Rescale the entries below from their start up to and including the line with "x=438 y=205": copy every line in full, changing only the x and y coordinates, which should each be multiplied by 1.7 and rounded to whole numbers with halves rounded up. Leave out the pictures, and give only those lines.

▶ Supplied records
%%

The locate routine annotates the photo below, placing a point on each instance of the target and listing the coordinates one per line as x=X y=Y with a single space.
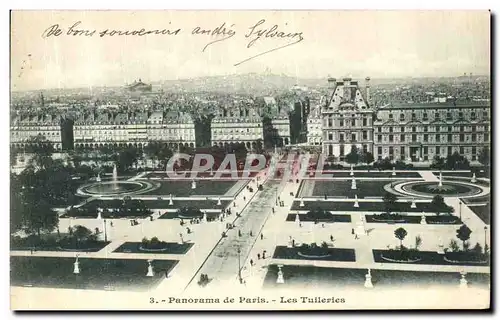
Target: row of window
x=438 y=116
x=435 y=137
x=437 y=150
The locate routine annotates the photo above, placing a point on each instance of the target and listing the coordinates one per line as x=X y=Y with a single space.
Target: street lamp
x=460 y=208
x=105 y=233
x=239 y=266
x=485 y=228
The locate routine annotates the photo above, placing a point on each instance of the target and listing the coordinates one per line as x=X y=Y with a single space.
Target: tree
x=484 y=156
x=389 y=202
x=353 y=156
x=81 y=234
x=463 y=233
x=400 y=233
x=42 y=151
x=438 y=205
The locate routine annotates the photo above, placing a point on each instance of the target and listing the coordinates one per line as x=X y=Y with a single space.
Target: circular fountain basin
x=110 y=188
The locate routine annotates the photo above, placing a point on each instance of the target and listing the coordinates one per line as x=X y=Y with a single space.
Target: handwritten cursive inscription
x=257 y=32
x=218 y=31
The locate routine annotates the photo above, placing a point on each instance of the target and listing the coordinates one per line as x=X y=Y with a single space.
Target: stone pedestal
x=280 y=279
x=76 y=267
x=368 y=280
x=356 y=204
x=150 y=270
x=413 y=204
x=422 y=220
x=463 y=281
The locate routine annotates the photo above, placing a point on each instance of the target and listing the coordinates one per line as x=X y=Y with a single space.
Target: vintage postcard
x=250 y=160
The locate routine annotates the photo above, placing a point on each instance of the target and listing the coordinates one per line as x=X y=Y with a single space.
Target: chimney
x=332 y=82
x=367 y=84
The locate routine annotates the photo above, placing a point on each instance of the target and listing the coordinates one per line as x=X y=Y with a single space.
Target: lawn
x=345 y=206
x=170 y=248
x=182 y=188
x=283 y=252
x=342 y=188
x=340 y=278
x=427 y=257
x=334 y=218
x=483 y=212
x=371 y=174
x=95 y=274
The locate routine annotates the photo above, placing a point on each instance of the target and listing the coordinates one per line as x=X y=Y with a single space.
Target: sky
x=379 y=44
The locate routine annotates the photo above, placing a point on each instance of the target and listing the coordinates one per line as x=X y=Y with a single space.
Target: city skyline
x=358 y=43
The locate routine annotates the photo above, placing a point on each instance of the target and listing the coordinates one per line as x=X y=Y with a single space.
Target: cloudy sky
x=338 y=43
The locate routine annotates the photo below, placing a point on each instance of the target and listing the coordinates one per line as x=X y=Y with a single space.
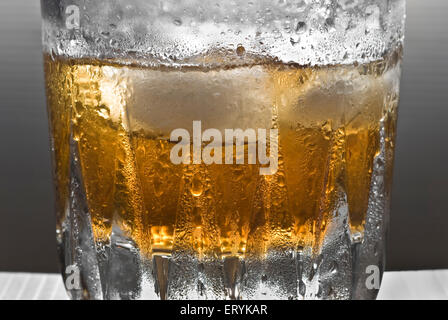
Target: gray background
x=419 y=220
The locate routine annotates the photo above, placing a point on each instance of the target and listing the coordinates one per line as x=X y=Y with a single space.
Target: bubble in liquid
x=196 y=188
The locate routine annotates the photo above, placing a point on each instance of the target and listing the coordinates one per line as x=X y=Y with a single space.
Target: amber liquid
x=116 y=120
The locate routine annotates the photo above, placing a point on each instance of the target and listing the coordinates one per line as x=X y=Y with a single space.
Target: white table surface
x=406 y=285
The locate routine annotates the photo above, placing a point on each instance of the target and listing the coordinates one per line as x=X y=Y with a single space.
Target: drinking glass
x=238 y=149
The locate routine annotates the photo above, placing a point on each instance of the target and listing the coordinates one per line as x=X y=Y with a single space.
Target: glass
x=160 y=196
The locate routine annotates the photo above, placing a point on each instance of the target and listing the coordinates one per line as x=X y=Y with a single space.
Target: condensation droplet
x=240 y=50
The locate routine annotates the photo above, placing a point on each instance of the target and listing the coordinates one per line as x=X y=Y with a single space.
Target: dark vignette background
x=419 y=218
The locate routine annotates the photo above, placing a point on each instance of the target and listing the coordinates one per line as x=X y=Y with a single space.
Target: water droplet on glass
x=300 y=27
x=240 y=50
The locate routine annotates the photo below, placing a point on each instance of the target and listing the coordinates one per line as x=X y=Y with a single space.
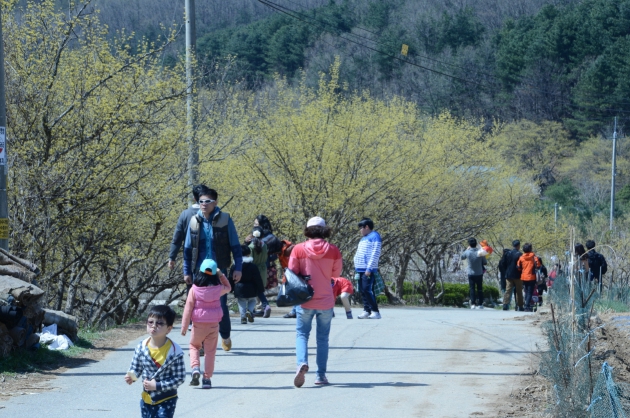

%%

▶ Problem solution
The locate routine annotates the photo below, placing a point on each instance of the target and listing the coordinates one per line as x=X y=Y with a single space.
Target: row of window
x=745 y=197
x=740 y=233
x=743 y=255
The locate routine annotates the photo above, placing a point on each instance of the target and listing the coordinates one per line as x=X y=Y with a single space.
Target: street lamp
x=782 y=354
x=179 y=396
x=406 y=452
x=825 y=388
The locate routine annotates the photo above, placing a point on each instance of the target and listing the coordinates one per line as x=X y=Y with a single space.
Target: tree
x=823 y=265
x=661 y=343
x=600 y=265
x=138 y=398
x=787 y=396
x=680 y=396
x=71 y=257
x=745 y=349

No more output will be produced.